- **Exercise description**
Quote the whole listing verbatim.

- **Records supplied**

-----

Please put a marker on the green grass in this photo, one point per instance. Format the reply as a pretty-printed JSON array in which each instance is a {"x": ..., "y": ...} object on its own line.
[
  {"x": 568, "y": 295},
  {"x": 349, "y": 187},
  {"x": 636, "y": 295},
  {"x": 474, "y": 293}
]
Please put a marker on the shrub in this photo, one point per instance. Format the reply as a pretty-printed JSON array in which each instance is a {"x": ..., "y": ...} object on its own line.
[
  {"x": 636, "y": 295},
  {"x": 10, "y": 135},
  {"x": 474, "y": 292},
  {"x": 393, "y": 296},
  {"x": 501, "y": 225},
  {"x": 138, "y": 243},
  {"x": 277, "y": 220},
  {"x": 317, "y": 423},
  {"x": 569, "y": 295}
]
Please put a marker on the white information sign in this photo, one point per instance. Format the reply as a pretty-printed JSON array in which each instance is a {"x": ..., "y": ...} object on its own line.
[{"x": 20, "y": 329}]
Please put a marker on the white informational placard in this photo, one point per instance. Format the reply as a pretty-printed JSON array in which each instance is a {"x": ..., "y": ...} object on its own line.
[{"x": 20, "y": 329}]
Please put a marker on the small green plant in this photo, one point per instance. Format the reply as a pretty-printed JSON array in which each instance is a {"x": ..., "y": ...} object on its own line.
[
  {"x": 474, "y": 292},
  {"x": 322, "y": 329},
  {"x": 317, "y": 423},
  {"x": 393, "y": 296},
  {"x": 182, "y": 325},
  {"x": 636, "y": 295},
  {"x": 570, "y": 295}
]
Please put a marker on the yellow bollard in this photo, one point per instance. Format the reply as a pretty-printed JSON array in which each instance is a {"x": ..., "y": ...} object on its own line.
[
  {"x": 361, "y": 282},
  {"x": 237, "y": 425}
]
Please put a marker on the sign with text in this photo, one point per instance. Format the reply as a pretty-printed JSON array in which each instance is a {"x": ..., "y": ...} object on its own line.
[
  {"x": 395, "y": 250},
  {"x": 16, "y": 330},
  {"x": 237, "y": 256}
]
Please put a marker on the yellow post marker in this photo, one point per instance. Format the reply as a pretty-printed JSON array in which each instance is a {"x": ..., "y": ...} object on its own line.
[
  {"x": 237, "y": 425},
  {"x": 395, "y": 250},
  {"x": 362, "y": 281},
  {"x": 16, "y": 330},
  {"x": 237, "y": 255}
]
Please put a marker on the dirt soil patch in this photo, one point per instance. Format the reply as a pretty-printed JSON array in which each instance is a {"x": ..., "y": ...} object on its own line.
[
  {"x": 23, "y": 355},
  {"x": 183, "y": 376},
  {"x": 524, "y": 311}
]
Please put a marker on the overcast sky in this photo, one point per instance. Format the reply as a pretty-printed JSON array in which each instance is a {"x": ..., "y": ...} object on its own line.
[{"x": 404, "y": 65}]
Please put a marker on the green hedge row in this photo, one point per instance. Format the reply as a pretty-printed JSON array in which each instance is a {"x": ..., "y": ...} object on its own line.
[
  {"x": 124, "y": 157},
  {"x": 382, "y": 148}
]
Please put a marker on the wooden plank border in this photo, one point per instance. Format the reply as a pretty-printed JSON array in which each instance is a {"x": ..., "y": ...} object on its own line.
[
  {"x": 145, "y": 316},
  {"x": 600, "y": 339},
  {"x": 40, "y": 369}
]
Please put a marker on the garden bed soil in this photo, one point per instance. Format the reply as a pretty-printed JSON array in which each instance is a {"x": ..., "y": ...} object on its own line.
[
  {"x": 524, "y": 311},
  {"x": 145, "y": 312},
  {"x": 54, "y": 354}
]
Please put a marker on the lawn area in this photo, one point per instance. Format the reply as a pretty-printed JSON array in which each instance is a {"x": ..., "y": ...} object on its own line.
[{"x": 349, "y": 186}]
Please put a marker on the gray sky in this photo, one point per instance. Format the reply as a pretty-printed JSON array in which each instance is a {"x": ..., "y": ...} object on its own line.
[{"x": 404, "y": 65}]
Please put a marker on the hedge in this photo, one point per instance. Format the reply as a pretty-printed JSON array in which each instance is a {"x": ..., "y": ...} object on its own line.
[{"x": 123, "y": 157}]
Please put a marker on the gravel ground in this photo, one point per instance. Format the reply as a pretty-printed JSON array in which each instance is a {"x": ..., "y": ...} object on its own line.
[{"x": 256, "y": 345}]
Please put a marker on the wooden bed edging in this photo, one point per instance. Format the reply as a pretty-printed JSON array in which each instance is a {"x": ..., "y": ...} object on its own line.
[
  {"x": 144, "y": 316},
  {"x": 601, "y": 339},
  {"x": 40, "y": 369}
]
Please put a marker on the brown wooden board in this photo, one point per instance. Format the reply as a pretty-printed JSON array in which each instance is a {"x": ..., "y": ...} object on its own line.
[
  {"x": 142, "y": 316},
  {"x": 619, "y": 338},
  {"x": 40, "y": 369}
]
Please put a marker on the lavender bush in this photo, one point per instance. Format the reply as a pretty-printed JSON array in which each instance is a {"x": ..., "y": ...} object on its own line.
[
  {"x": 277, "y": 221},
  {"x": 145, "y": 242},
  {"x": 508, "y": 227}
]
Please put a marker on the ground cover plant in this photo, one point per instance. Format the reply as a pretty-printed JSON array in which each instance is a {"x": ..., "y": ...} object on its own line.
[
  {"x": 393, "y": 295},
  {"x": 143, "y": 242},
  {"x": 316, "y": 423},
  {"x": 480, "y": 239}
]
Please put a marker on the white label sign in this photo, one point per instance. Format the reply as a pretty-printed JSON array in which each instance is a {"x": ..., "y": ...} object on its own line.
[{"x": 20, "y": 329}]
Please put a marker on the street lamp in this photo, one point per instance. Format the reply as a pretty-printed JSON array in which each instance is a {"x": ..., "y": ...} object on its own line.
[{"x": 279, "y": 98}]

-----

- **Solution for this exercise**
Please put a marker on the green grass in this photo, one point per instance. Format the reply as a pretty-printed JSON array in which each instance is a {"x": ..., "y": ...} object on its own line.
[
  {"x": 568, "y": 295},
  {"x": 349, "y": 187},
  {"x": 636, "y": 295},
  {"x": 474, "y": 293}
]
Please put a marker on the shrub in this photo, one point per instance. Format the reply as a pretty-printed JSON array in which each instance is a {"x": ..., "y": ...} object on its own line.
[
  {"x": 636, "y": 295},
  {"x": 10, "y": 135},
  {"x": 474, "y": 292},
  {"x": 393, "y": 296},
  {"x": 501, "y": 225},
  {"x": 138, "y": 243},
  {"x": 277, "y": 220},
  {"x": 317, "y": 423},
  {"x": 569, "y": 295}
]
Please put a marker on the white information sign in this photo, one point per instance. Format the reply as a pretty-printed JSON array in which each instance is a {"x": ..., "y": ...} object on its own line.
[{"x": 20, "y": 329}]
Please put a marker on the white informational placard in this photo, one point per instance. Format the reply as a pretty-printed JSON array in which each instance is a {"x": ..., "y": ...} object on its own line.
[{"x": 20, "y": 329}]
Please put a marker on the small green plant in this photo, one point per instance. Format the reply as a pretty-printed JSON array in which each instance is a {"x": ..., "y": ...} object on its own line.
[
  {"x": 474, "y": 292},
  {"x": 322, "y": 329},
  {"x": 317, "y": 423},
  {"x": 393, "y": 296},
  {"x": 182, "y": 325},
  {"x": 636, "y": 295},
  {"x": 570, "y": 295}
]
Please put a marker on the yellow bollard in this photo, one point per instance. Format the reply as a pretty-printed JSON array in which each instance is a {"x": ..., "y": ...} object on its own line.
[
  {"x": 361, "y": 282},
  {"x": 237, "y": 425}
]
Please put a marker on the sign with text in this photo, one point per instance. Format the reply as a pretty-printed JSON array in which each instance is a {"x": ..., "y": ...} object on its own line.
[
  {"x": 395, "y": 250},
  {"x": 16, "y": 330},
  {"x": 237, "y": 256}
]
Please put a marker on the yellow post marker in this photo, one point per instance. Format the reply as a pretty-printed JSON array in which each instance is a {"x": ..., "y": ...} object on its own line.
[
  {"x": 237, "y": 425},
  {"x": 395, "y": 250},
  {"x": 362, "y": 281},
  {"x": 16, "y": 330},
  {"x": 237, "y": 255}
]
Please put a marker on the dirt soil patch in this photo, one point per instance. Format the reply as a pretty-printed JSON array in which each instance is a {"x": ..., "y": ...} object on its own line.
[
  {"x": 23, "y": 355},
  {"x": 183, "y": 376},
  {"x": 524, "y": 311}
]
Please put a marker on the overcast sky in this photo, one point per instance. Format the reply as a pretty-printed JSON array in which each instance is a {"x": ..., "y": ...} object on its own line.
[{"x": 404, "y": 65}]
Please put a marker on the green hedge row in this photo, one point per instance. Format the reply as a pretty-printed JSON array in which each instance is a {"x": ..., "y": ...} object on its own line.
[
  {"x": 124, "y": 157},
  {"x": 382, "y": 148}
]
Please put a marker on the wooden plank border in this photo, one point per instance. Format the reply as a pretty-printed JSON array in which each instance is a {"x": ..., "y": ...} object on its own line.
[
  {"x": 145, "y": 316},
  {"x": 600, "y": 339},
  {"x": 40, "y": 369}
]
Please put a marker on the garden bed soil in this photo, one point per instance. Format the reply as a pretty-printed JSON array in which each instance is a {"x": ..., "y": ...} object on its own line.
[
  {"x": 524, "y": 311},
  {"x": 145, "y": 312},
  {"x": 54, "y": 354}
]
Please put a marker on the lawn area in this photo, one point per instance. Format the reply as a pretty-printed JSON array in which each instance is a {"x": ..., "y": ...} object on its own line.
[{"x": 349, "y": 186}]
Please put a marker on the gray sky in this photo, one point per instance. Format the reply as a pretty-printed JSON array in which each instance is a {"x": ..., "y": ...} object on its own line.
[{"x": 404, "y": 65}]
Please put a marker on the hedge in this photo, one point per instance. Format the reply as a pretty-printed JSON array in which each instance is a {"x": ..., "y": ...} object on its own line.
[{"x": 123, "y": 157}]
Please put a marker on the gravel ground in this photo, one point per instance. Format the reply as a pretty-printed JSON array in which each instance is a {"x": ..., "y": ...} object on its own line.
[{"x": 256, "y": 345}]
Please put a marker on the wooden bed edging in this photo, one point per instance. Format the reply as a pretty-printed JSON array in which each instance is a {"x": ..., "y": ...} object on its own line.
[
  {"x": 144, "y": 316},
  {"x": 601, "y": 339},
  {"x": 40, "y": 369}
]
Please put a marker on the brown wooden board in this photo, one point per instance. Format the reply as a pretty-printed JSON array in which each instance is a {"x": ..., "y": ...} object on its own line.
[
  {"x": 142, "y": 316},
  {"x": 619, "y": 338},
  {"x": 40, "y": 369}
]
Please put a marker on the lavender bush in this photo, one point per instance. Format the reply as a pretty-printed JSON array in which each instance is a {"x": ..., "y": ...} object on its own line.
[
  {"x": 277, "y": 221},
  {"x": 145, "y": 242},
  {"x": 508, "y": 227}
]
Please put a marker on the ground cover plant in this photo, one point per instance. Format the reply as a pretty-printed JSON array in which each instance is a {"x": ..., "y": ...} object on its own line.
[
  {"x": 393, "y": 295},
  {"x": 143, "y": 242},
  {"x": 316, "y": 423},
  {"x": 480, "y": 239}
]
Please put a marker on the white label sign in this photo, one point per instance. Format the reply as a pretty-printed JSON array in which each instance is a {"x": ..., "y": ...} object on its own line.
[{"x": 20, "y": 329}]
Please put a marker on the street lamp in this photo, one point per instance. Format the reply as a pretty-printed JSON array in which each instance is a {"x": ..., "y": ...} object on its own line.
[{"x": 279, "y": 98}]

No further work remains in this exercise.